'''
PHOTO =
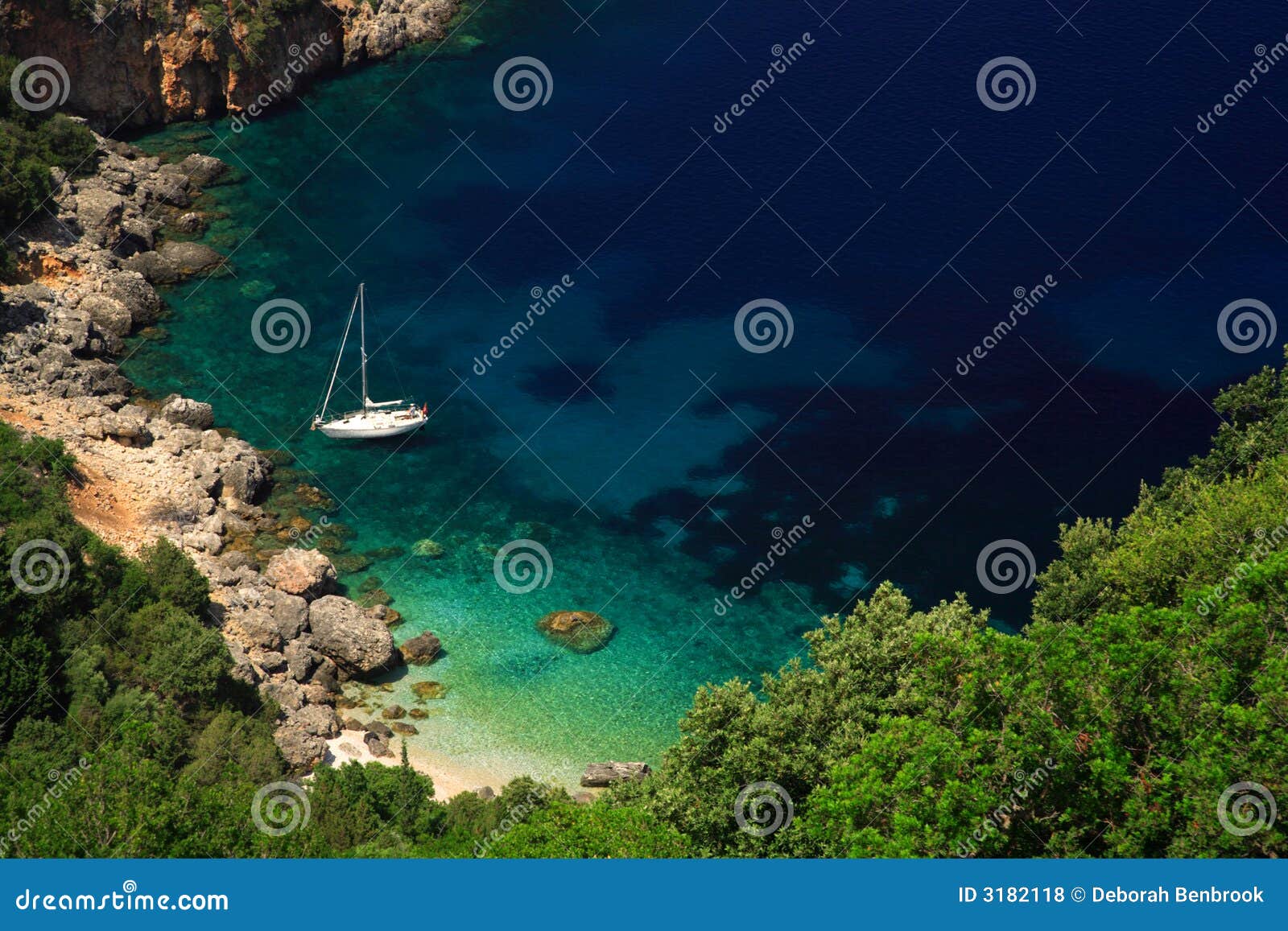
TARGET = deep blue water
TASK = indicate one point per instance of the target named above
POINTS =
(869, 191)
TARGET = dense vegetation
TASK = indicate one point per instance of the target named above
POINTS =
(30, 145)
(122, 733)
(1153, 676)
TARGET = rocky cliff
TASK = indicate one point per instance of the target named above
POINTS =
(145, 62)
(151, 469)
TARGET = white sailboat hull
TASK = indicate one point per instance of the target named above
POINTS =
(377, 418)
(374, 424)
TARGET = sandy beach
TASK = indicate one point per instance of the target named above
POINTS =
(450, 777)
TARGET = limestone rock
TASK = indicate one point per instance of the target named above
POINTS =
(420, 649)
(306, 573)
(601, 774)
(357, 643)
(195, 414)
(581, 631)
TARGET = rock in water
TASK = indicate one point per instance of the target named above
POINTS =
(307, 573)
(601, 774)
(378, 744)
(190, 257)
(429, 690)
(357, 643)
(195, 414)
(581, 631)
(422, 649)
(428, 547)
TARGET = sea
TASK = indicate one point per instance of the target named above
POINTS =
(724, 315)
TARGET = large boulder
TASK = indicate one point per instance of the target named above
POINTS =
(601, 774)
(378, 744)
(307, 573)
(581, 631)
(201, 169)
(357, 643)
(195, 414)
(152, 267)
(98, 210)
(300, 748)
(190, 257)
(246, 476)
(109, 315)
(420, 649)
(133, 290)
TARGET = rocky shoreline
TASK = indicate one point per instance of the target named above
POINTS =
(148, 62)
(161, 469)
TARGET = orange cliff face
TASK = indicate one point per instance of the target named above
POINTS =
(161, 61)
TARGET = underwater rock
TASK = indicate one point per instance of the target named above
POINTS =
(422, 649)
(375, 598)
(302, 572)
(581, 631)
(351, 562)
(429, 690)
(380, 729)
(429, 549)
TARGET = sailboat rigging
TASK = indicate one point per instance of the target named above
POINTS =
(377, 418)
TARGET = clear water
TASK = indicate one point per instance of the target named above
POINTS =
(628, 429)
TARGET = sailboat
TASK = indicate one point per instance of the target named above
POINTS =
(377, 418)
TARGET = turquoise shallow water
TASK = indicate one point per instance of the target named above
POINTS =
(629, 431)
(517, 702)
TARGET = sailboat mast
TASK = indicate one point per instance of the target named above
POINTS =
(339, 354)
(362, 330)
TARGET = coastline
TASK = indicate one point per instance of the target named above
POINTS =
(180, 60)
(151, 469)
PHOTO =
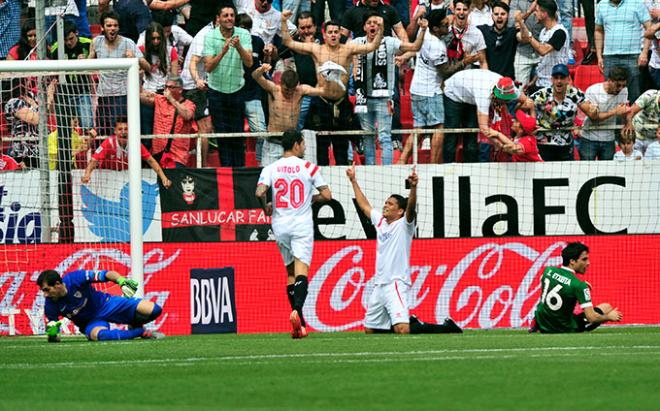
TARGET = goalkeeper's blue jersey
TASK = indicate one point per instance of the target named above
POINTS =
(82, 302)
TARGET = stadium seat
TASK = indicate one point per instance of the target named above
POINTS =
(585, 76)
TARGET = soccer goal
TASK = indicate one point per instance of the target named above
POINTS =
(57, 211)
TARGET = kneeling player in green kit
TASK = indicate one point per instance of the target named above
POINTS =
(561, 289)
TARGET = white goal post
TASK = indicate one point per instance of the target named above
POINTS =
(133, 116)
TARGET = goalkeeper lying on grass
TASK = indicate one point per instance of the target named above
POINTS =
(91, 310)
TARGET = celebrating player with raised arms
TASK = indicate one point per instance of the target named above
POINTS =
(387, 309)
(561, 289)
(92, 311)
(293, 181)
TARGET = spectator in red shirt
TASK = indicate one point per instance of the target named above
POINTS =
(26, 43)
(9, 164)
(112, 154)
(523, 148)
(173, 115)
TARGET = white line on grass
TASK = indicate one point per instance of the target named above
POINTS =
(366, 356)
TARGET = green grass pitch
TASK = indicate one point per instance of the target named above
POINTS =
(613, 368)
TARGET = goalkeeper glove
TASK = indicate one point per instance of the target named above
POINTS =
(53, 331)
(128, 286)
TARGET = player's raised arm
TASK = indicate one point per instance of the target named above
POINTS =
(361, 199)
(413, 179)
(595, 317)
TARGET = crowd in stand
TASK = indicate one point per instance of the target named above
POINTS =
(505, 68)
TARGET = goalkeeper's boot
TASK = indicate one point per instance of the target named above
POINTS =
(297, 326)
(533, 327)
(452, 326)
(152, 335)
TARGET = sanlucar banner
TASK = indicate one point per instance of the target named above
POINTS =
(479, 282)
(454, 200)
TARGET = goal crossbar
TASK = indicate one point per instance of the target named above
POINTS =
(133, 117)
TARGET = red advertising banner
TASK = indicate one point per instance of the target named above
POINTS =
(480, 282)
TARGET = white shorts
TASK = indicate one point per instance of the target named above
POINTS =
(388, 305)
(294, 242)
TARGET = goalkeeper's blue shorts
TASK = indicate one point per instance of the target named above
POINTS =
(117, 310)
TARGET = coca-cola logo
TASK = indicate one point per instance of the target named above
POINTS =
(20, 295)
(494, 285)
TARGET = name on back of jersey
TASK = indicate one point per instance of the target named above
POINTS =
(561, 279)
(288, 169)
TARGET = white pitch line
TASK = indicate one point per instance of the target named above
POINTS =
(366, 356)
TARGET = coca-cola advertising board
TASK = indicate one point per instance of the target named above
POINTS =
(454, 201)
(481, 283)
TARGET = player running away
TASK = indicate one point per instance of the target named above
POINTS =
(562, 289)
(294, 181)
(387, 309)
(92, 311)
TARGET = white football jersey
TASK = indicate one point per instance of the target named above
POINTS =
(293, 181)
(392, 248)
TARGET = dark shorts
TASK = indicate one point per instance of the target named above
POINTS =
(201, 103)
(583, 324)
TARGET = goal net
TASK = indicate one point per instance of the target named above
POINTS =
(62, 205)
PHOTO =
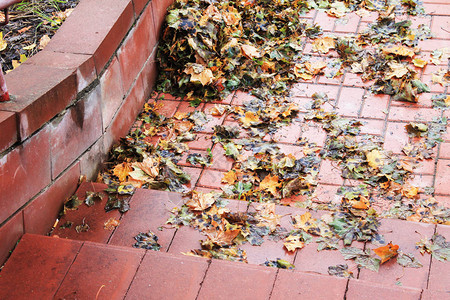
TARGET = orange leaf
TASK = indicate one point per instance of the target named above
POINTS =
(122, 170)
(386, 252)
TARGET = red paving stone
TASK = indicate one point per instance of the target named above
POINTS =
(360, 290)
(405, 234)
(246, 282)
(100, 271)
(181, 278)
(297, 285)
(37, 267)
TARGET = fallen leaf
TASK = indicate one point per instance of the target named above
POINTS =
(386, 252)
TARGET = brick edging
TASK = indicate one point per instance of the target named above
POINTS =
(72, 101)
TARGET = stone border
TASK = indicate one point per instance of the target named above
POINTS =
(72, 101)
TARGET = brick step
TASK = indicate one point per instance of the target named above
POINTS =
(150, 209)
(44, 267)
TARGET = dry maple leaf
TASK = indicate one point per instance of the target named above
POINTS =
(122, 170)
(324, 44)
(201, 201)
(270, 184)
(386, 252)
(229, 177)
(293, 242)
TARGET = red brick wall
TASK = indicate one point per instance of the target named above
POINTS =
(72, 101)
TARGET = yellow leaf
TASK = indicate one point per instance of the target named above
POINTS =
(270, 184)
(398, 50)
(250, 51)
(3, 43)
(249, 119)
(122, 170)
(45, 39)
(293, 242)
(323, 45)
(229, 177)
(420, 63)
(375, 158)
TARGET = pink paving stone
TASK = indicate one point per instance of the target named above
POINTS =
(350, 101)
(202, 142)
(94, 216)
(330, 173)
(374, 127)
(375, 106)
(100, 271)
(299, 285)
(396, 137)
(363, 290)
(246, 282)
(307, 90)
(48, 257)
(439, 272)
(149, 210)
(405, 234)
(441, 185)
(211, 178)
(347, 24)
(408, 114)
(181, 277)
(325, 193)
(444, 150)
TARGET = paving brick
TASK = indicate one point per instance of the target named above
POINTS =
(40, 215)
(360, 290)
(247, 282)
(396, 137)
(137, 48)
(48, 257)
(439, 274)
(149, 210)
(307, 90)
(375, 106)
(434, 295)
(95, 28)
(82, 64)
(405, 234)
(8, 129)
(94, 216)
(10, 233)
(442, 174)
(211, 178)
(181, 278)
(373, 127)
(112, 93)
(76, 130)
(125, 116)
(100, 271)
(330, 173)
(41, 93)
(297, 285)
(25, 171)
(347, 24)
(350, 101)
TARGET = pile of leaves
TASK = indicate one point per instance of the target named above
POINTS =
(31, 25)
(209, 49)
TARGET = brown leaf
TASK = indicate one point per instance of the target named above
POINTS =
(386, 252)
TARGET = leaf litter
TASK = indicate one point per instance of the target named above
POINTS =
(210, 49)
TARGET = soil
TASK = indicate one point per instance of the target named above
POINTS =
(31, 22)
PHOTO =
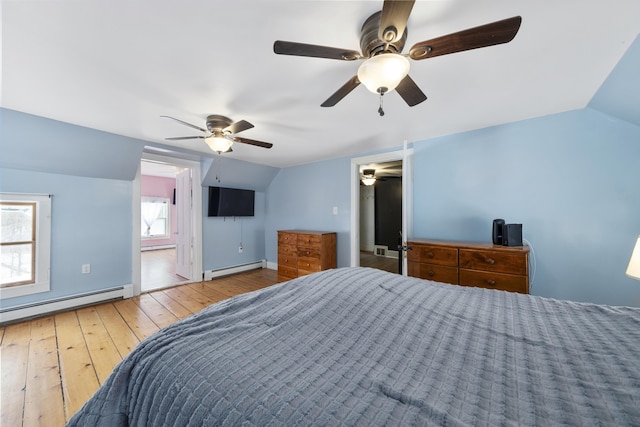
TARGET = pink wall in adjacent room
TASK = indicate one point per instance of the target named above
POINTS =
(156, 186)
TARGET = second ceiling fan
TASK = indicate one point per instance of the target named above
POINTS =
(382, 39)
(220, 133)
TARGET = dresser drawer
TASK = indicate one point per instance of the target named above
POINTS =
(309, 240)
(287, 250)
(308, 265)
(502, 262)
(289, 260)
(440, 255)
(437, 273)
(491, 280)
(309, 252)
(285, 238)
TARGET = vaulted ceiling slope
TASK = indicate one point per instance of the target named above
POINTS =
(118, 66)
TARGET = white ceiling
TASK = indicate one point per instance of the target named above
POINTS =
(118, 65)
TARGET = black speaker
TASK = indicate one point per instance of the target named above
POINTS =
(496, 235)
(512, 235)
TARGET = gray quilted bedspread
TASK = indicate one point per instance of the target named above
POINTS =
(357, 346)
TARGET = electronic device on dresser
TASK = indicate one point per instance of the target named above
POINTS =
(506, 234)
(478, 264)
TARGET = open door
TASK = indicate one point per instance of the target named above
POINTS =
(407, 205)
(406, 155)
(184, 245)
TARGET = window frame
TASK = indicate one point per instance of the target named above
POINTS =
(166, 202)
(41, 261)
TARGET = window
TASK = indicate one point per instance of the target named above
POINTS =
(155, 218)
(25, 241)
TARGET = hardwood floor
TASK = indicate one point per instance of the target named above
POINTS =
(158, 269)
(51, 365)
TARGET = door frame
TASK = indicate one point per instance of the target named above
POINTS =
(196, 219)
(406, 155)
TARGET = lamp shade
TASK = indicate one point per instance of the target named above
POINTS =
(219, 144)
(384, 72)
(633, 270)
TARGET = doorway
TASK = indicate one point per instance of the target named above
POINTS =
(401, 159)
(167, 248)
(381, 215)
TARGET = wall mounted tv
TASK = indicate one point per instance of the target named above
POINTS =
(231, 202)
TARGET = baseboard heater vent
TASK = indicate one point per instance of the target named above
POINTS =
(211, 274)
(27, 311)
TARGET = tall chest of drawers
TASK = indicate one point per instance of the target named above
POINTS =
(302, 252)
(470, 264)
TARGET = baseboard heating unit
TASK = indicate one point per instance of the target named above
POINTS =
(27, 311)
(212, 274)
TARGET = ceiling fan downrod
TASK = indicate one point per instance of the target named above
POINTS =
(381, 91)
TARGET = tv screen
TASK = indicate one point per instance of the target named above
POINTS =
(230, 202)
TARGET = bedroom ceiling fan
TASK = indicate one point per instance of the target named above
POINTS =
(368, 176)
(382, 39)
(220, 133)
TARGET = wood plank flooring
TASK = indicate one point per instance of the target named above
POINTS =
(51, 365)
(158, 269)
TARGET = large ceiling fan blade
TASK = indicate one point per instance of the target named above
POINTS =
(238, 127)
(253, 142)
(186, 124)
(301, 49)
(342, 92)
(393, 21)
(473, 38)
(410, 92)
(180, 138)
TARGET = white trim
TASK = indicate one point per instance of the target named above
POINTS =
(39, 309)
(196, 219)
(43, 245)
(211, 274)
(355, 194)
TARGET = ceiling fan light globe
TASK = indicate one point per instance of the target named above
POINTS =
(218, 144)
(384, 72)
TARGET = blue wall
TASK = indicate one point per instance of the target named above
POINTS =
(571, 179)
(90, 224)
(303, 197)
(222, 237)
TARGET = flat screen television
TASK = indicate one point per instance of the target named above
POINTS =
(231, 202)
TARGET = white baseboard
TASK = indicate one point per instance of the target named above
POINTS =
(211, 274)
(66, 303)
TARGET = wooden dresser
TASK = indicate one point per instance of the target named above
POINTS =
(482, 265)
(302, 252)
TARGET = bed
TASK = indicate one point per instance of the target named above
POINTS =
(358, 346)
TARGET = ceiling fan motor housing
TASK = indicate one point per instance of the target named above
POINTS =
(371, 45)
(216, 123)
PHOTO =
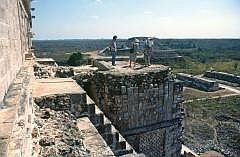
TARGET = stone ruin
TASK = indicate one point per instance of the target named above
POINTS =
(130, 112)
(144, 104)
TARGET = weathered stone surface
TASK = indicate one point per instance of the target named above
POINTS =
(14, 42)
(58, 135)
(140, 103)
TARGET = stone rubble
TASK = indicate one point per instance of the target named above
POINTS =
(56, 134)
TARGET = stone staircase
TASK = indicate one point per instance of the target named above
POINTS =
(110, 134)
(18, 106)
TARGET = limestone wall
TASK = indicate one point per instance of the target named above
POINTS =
'''
● WHAT YOU WILL DO:
Copy the lines exactly as they appear from the opening of the entries above through the line with "TARGET = white sailboat hull", excluding all pictures.

● ANSWER TO THIS EXERCISE:
PHOTO =
TARGET = deep blue water
TASK = indicate one point per instance of the target named above
POINTS =
(869, 191)
TARGET = dense vegetation
TASK = indicate one point per instance of the target named above
POINTS =
(30, 145)
(122, 733)
(1153, 676)
TARGET = rocky cliff
TASK = indicate one point per instance of the target named above
POINTS =
(145, 62)
(151, 469)
TARGET = white sailboat hull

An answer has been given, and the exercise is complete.